Report only the number of lines below that contain the string "metal".

Extracted data.

※ ※ ※

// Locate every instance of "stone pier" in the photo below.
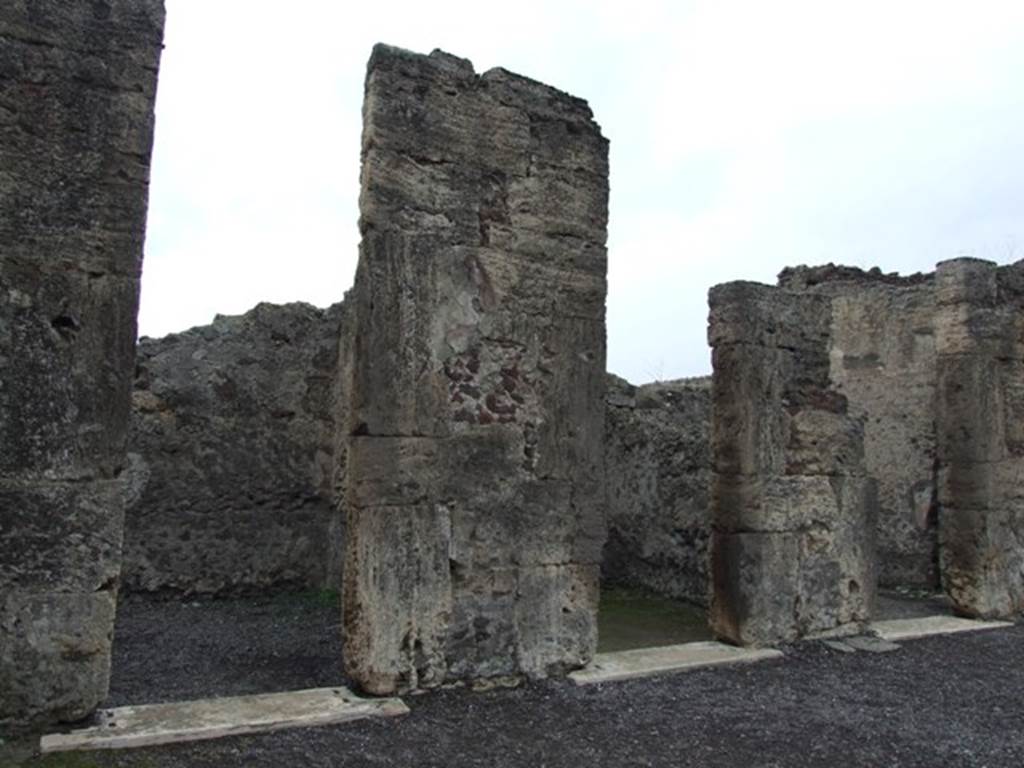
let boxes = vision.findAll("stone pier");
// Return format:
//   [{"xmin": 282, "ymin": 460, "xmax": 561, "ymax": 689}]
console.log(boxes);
[
  {"xmin": 344, "ymin": 46, "xmax": 608, "ymax": 693},
  {"xmin": 0, "ymin": 0, "xmax": 164, "ymax": 722},
  {"xmin": 936, "ymin": 259, "xmax": 1024, "ymax": 617},
  {"xmin": 709, "ymin": 283, "xmax": 877, "ymax": 645}
]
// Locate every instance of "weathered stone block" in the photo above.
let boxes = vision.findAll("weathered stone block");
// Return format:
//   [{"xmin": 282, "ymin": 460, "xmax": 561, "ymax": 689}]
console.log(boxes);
[
  {"xmin": 343, "ymin": 46, "xmax": 607, "ymax": 692},
  {"xmin": 601, "ymin": 375, "xmax": 712, "ymax": 605},
  {"xmin": 0, "ymin": 480, "xmax": 123, "ymax": 593},
  {"xmin": 0, "ymin": 268, "xmax": 138, "ymax": 478},
  {"xmin": 710, "ymin": 531, "xmax": 800, "ymax": 645},
  {"xmin": 709, "ymin": 284, "xmax": 876, "ymax": 645},
  {"xmin": 708, "ymin": 281, "xmax": 829, "ymax": 354},
  {"xmin": 0, "ymin": 0, "xmax": 164, "ymax": 721},
  {"xmin": 516, "ymin": 564, "xmax": 600, "ymax": 678},
  {"xmin": 342, "ymin": 505, "xmax": 453, "ymax": 694},
  {"xmin": 0, "ymin": 588, "xmax": 116, "ymax": 723},
  {"xmin": 123, "ymin": 304, "xmax": 351, "ymax": 594}
]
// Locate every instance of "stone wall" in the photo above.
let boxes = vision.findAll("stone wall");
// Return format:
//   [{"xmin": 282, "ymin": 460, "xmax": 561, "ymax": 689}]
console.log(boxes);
[
  {"xmin": 779, "ymin": 264, "xmax": 939, "ymax": 589},
  {"xmin": 0, "ymin": 0, "xmax": 164, "ymax": 721},
  {"xmin": 709, "ymin": 283, "xmax": 876, "ymax": 645},
  {"xmin": 343, "ymin": 46, "xmax": 608, "ymax": 693},
  {"xmin": 936, "ymin": 259, "xmax": 1024, "ymax": 617},
  {"xmin": 601, "ymin": 375, "xmax": 711, "ymax": 605},
  {"xmin": 123, "ymin": 304, "xmax": 347, "ymax": 594}
]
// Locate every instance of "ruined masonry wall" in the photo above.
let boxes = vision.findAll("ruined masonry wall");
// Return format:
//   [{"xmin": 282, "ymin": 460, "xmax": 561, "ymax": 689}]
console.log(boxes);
[
  {"xmin": 601, "ymin": 375, "xmax": 712, "ymax": 605},
  {"xmin": 779, "ymin": 265, "xmax": 939, "ymax": 589},
  {"xmin": 0, "ymin": 0, "xmax": 164, "ymax": 722},
  {"xmin": 936, "ymin": 259, "xmax": 1024, "ymax": 617},
  {"xmin": 343, "ymin": 46, "xmax": 608, "ymax": 693},
  {"xmin": 122, "ymin": 304, "xmax": 350, "ymax": 594},
  {"xmin": 709, "ymin": 283, "xmax": 876, "ymax": 645}
]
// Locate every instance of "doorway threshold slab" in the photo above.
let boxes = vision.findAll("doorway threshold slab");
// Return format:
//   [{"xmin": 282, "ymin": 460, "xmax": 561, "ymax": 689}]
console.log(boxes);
[
  {"xmin": 870, "ymin": 615, "xmax": 1013, "ymax": 642},
  {"xmin": 569, "ymin": 641, "xmax": 782, "ymax": 685},
  {"xmin": 39, "ymin": 686, "xmax": 409, "ymax": 753}
]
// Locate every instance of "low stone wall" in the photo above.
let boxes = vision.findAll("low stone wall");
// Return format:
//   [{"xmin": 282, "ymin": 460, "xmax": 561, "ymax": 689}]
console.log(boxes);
[
  {"xmin": 122, "ymin": 304, "xmax": 345, "ymax": 594},
  {"xmin": 601, "ymin": 375, "xmax": 711, "ymax": 605}
]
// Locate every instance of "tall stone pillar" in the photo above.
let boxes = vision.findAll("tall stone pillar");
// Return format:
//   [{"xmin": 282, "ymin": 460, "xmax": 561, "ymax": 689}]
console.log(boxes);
[
  {"xmin": 936, "ymin": 259, "xmax": 1024, "ymax": 617},
  {"xmin": 0, "ymin": 0, "xmax": 164, "ymax": 721},
  {"xmin": 344, "ymin": 46, "xmax": 608, "ymax": 693},
  {"xmin": 709, "ymin": 283, "xmax": 876, "ymax": 645}
]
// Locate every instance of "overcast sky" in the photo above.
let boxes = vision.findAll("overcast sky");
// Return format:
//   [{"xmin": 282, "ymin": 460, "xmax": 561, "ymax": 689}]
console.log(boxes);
[{"xmin": 139, "ymin": 0, "xmax": 1024, "ymax": 383}]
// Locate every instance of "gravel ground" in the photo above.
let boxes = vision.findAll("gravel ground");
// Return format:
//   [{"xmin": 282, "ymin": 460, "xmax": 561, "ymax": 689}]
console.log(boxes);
[{"xmin": 8, "ymin": 596, "xmax": 1024, "ymax": 768}]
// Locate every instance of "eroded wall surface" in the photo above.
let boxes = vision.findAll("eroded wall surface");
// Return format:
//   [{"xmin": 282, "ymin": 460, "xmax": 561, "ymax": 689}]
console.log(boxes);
[
  {"xmin": 779, "ymin": 265, "xmax": 939, "ymax": 589},
  {"xmin": 122, "ymin": 304, "xmax": 347, "ymax": 594},
  {"xmin": 343, "ymin": 46, "xmax": 608, "ymax": 693},
  {"xmin": 0, "ymin": 0, "xmax": 164, "ymax": 721},
  {"xmin": 601, "ymin": 375, "xmax": 711, "ymax": 605},
  {"xmin": 709, "ymin": 283, "xmax": 876, "ymax": 645},
  {"xmin": 936, "ymin": 259, "xmax": 1024, "ymax": 617}
]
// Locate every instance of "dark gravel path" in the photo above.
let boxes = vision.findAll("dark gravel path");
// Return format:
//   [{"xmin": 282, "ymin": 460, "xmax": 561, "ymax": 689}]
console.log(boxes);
[{"xmin": 9, "ymin": 598, "xmax": 1024, "ymax": 768}]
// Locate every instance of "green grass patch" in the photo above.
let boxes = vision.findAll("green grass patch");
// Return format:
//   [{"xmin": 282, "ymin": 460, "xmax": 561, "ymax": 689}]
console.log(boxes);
[{"xmin": 597, "ymin": 586, "xmax": 714, "ymax": 653}]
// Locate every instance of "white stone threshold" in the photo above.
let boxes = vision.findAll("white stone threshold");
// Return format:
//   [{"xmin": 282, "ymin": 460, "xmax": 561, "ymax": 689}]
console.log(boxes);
[
  {"xmin": 39, "ymin": 687, "xmax": 409, "ymax": 753},
  {"xmin": 569, "ymin": 642, "xmax": 782, "ymax": 685},
  {"xmin": 869, "ymin": 615, "xmax": 1014, "ymax": 642}
]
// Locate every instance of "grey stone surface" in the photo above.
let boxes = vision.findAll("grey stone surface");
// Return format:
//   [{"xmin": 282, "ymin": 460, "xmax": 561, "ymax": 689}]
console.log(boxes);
[
  {"xmin": 123, "ymin": 304, "xmax": 348, "ymax": 594},
  {"xmin": 779, "ymin": 264, "xmax": 939, "ymax": 588},
  {"xmin": 0, "ymin": 0, "xmax": 164, "ymax": 722},
  {"xmin": 936, "ymin": 259, "xmax": 1024, "ymax": 618},
  {"xmin": 343, "ymin": 45, "xmax": 608, "ymax": 693},
  {"xmin": 709, "ymin": 283, "xmax": 877, "ymax": 645},
  {"xmin": 601, "ymin": 375, "xmax": 711, "ymax": 605}
]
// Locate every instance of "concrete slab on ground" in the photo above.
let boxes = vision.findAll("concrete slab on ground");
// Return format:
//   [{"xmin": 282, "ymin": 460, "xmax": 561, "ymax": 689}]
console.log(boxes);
[
  {"xmin": 569, "ymin": 642, "xmax": 782, "ymax": 685},
  {"xmin": 871, "ymin": 615, "xmax": 1013, "ymax": 641},
  {"xmin": 39, "ymin": 686, "xmax": 409, "ymax": 753}
]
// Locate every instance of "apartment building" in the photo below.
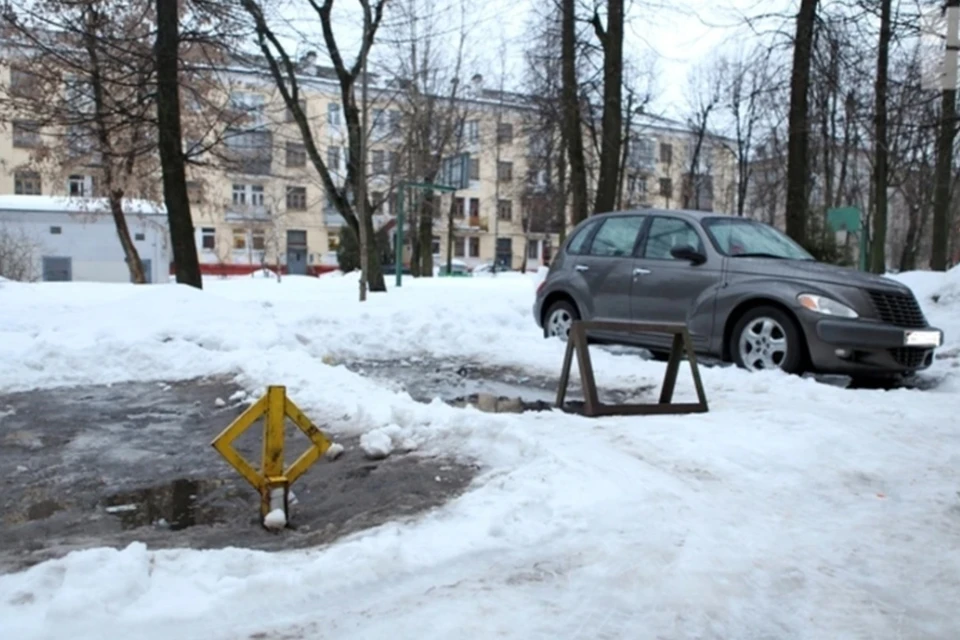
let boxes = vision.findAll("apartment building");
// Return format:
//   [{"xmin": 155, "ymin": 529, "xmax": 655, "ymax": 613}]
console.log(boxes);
[{"xmin": 0, "ymin": 55, "xmax": 736, "ymax": 274}]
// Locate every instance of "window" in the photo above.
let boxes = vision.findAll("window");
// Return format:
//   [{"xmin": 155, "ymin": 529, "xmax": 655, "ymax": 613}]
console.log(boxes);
[
  {"xmin": 643, "ymin": 217, "xmax": 704, "ymax": 260},
  {"xmin": 590, "ymin": 216, "xmax": 645, "ymax": 256},
  {"xmin": 224, "ymin": 129, "xmax": 273, "ymax": 175},
  {"xmin": 370, "ymin": 109, "xmax": 387, "ymax": 135},
  {"xmin": 660, "ymin": 178, "xmax": 673, "ymax": 198},
  {"xmin": 327, "ymin": 102, "xmax": 340, "ymax": 127},
  {"xmin": 233, "ymin": 184, "xmax": 247, "ymax": 205},
  {"xmin": 496, "ymin": 238, "xmax": 513, "ymax": 268},
  {"xmin": 660, "ymin": 142, "xmax": 673, "ymax": 164},
  {"xmin": 287, "ymin": 142, "xmax": 307, "ymax": 168},
  {"xmin": 250, "ymin": 229, "xmax": 267, "ymax": 251},
  {"xmin": 387, "ymin": 109, "xmax": 402, "ymax": 134},
  {"xmin": 200, "ymin": 227, "xmax": 217, "ymax": 251},
  {"xmin": 497, "ymin": 122, "xmax": 513, "ymax": 144},
  {"xmin": 233, "ymin": 184, "xmax": 264, "ymax": 207},
  {"xmin": 233, "ymin": 229, "xmax": 247, "ymax": 251},
  {"xmin": 10, "ymin": 67, "xmax": 40, "ymax": 96},
  {"xmin": 287, "ymin": 187, "xmax": 307, "ymax": 211},
  {"xmin": 187, "ymin": 181, "xmax": 203, "ymax": 204},
  {"xmin": 703, "ymin": 218, "xmax": 813, "ymax": 260},
  {"xmin": 497, "ymin": 200, "xmax": 513, "ymax": 220},
  {"xmin": 287, "ymin": 98, "xmax": 307, "ymax": 122},
  {"xmin": 567, "ymin": 220, "xmax": 600, "ymax": 254},
  {"xmin": 67, "ymin": 175, "xmax": 93, "ymax": 198},
  {"xmin": 13, "ymin": 120, "xmax": 40, "ymax": 149},
  {"xmin": 230, "ymin": 91, "xmax": 267, "ymax": 129},
  {"xmin": 13, "ymin": 171, "xmax": 41, "ymax": 196}
]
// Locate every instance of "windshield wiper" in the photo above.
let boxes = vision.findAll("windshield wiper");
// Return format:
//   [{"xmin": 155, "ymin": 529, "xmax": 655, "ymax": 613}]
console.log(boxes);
[{"xmin": 730, "ymin": 251, "xmax": 788, "ymax": 260}]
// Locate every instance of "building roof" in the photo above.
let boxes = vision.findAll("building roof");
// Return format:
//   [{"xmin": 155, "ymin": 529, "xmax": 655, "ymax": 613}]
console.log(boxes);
[{"xmin": 0, "ymin": 195, "xmax": 167, "ymax": 216}]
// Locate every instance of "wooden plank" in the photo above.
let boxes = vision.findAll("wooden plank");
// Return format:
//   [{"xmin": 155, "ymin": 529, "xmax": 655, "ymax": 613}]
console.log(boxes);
[{"xmin": 557, "ymin": 320, "xmax": 709, "ymax": 417}]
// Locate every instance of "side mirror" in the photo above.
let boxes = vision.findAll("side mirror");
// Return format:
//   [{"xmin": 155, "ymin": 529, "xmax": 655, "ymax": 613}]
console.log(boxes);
[{"xmin": 670, "ymin": 244, "xmax": 707, "ymax": 265}]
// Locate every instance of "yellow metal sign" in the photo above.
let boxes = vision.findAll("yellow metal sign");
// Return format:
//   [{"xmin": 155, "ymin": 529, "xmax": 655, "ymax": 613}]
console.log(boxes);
[{"xmin": 210, "ymin": 386, "xmax": 331, "ymax": 518}]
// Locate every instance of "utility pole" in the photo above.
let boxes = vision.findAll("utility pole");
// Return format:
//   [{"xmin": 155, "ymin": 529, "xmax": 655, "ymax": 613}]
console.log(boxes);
[
  {"xmin": 357, "ymin": 31, "xmax": 376, "ymax": 302},
  {"xmin": 930, "ymin": 0, "xmax": 960, "ymax": 271}
]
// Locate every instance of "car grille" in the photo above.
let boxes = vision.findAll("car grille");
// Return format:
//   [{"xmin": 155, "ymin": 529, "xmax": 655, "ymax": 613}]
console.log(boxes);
[
  {"xmin": 869, "ymin": 291, "xmax": 927, "ymax": 328},
  {"xmin": 890, "ymin": 347, "xmax": 932, "ymax": 369}
]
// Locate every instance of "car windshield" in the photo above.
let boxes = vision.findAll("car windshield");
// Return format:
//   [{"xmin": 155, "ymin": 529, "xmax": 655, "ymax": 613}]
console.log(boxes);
[{"xmin": 703, "ymin": 218, "xmax": 814, "ymax": 260}]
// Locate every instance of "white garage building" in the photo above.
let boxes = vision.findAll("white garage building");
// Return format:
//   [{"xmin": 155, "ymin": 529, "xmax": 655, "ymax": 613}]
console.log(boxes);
[{"xmin": 0, "ymin": 196, "xmax": 171, "ymax": 282}]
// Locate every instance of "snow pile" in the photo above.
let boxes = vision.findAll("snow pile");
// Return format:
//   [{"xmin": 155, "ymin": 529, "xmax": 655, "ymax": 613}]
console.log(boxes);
[{"xmin": 0, "ymin": 272, "xmax": 960, "ymax": 640}]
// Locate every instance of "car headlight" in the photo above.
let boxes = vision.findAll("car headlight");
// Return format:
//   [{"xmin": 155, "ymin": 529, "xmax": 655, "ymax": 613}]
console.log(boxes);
[{"xmin": 797, "ymin": 293, "xmax": 859, "ymax": 318}]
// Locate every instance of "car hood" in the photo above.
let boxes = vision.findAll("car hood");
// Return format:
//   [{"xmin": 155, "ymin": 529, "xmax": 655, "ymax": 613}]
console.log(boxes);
[{"xmin": 727, "ymin": 258, "xmax": 909, "ymax": 292}]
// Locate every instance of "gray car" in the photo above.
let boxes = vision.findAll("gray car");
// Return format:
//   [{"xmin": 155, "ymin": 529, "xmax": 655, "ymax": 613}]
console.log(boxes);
[{"xmin": 533, "ymin": 209, "xmax": 943, "ymax": 377}]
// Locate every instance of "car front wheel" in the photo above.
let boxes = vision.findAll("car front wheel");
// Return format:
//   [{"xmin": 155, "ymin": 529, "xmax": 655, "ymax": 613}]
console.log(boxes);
[
  {"xmin": 730, "ymin": 306, "xmax": 804, "ymax": 373},
  {"xmin": 543, "ymin": 300, "xmax": 580, "ymax": 341}
]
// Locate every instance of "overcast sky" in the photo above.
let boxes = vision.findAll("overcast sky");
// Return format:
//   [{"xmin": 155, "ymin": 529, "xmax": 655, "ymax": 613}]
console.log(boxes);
[{"xmin": 283, "ymin": 0, "xmax": 796, "ymax": 117}]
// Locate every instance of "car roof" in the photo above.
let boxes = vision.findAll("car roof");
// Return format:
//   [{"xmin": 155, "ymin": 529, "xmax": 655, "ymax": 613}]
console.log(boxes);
[{"xmin": 587, "ymin": 207, "xmax": 730, "ymax": 220}]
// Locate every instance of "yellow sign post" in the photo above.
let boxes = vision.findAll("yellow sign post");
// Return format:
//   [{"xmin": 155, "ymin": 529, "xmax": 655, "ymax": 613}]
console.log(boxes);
[{"xmin": 210, "ymin": 386, "xmax": 342, "ymax": 529}]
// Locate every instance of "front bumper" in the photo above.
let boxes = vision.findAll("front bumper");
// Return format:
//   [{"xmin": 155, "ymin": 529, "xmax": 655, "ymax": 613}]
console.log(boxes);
[{"xmin": 808, "ymin": 318, "xmax": 943, "ymax": 374}]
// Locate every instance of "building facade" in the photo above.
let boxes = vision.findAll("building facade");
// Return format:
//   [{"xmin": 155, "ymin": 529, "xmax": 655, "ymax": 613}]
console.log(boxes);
[{"xmin": 0, "ymin": 59, "xmax": 736, "ymax": 274}]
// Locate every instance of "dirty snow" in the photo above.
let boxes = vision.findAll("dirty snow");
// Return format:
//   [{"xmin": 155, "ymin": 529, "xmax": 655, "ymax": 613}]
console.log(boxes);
[{"xmin": 0, "ymin": 269, "xmax": 960, "ymax": 640}]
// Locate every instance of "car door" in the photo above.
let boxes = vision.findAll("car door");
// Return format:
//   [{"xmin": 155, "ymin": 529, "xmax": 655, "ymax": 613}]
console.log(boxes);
[
  {"xmin": 573, "ymin": 214, "xmax": 645, "ymax": 320},
  {"xmin": 631, "ymin": 215, "xmax": 723, "ymax": 350}
]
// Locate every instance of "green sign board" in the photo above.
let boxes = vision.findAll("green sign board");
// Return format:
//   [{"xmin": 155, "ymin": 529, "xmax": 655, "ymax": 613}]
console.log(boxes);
[{"xmin": 827, "ymin": 207, "xmax": 868, "ymax": 271}]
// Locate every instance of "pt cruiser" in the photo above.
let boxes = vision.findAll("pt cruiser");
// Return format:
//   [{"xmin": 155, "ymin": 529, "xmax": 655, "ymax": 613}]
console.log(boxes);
[{"xmin": 533, "ymin": 209, "xmax": 943, "ymax": 377}]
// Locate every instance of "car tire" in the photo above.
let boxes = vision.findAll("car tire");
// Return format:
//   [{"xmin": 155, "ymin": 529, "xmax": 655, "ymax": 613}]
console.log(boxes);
[
  {"xmin": 729, "ymin": 306, "xmax": 806, "ymax": 373},
  {"xmin": 543, "ymin": 300, "xmax": 580, "ymax": 342}
]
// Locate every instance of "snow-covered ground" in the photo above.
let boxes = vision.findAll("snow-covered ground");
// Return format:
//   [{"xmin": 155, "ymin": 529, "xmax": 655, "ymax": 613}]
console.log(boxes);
[{"xmin": 0, "ymin": 269, "xmax": 960, "ymax": 640}]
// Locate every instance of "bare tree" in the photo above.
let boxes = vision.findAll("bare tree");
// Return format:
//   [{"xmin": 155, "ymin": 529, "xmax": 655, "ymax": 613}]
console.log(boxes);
[
  {"xmin": 0, "ymin": 225, "xmax": 40, "ymax": 282},
  {"xmin": 239, "ymin": 0, "xmax": 386, "ymax": 292},
  {"xmin": 870, "ymin": 0, "xmax": 892, "ymax": 273},
  {"xmin": 786, "ymin": 0, "xmax": 817, "ymax": 245},
  {"xmin": 591, "ymin": 0, "xmax": 624, "ymax": 213},
  {"xmin": 680, "ymin": 60, "xmax": 725, "ymax": 209},
  {"xmin": 560, "ymin": 0, "xmax": 587, "ymax": 225}
]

※ ※ ※

Task result.
2